* **DIRECTIONS**
Gather all lines in the data that hold the string "wall".

[Saved entries]
- - - -

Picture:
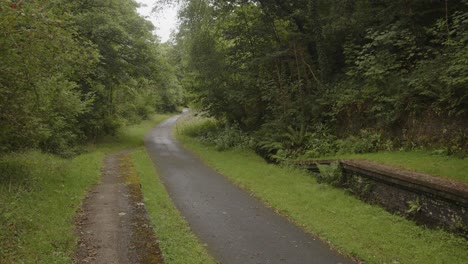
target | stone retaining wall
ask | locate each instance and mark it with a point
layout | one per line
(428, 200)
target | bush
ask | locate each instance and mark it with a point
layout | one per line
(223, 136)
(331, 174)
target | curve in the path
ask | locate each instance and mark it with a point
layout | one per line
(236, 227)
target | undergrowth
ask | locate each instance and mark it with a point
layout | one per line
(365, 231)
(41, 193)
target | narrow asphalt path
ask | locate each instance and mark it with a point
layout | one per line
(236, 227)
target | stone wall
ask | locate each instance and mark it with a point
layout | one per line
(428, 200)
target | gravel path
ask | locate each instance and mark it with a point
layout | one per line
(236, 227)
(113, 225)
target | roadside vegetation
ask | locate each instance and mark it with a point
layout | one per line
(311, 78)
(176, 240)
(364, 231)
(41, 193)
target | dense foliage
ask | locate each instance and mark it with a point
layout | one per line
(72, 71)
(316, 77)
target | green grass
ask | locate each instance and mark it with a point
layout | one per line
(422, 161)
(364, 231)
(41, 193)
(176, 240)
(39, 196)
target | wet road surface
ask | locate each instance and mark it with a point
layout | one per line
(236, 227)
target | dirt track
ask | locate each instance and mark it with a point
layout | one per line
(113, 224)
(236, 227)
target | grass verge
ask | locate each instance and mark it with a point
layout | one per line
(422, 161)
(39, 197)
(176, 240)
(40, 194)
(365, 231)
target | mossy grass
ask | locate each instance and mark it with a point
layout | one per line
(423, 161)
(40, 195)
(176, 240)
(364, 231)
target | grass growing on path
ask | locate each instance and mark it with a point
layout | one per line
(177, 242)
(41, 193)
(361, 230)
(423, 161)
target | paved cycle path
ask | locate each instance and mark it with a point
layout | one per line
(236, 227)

- - - -

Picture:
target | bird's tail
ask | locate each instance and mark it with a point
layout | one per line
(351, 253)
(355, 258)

- - - -

* **SOLUTION FOR THIS TASK**
target | stone retaining wall
target | stone wall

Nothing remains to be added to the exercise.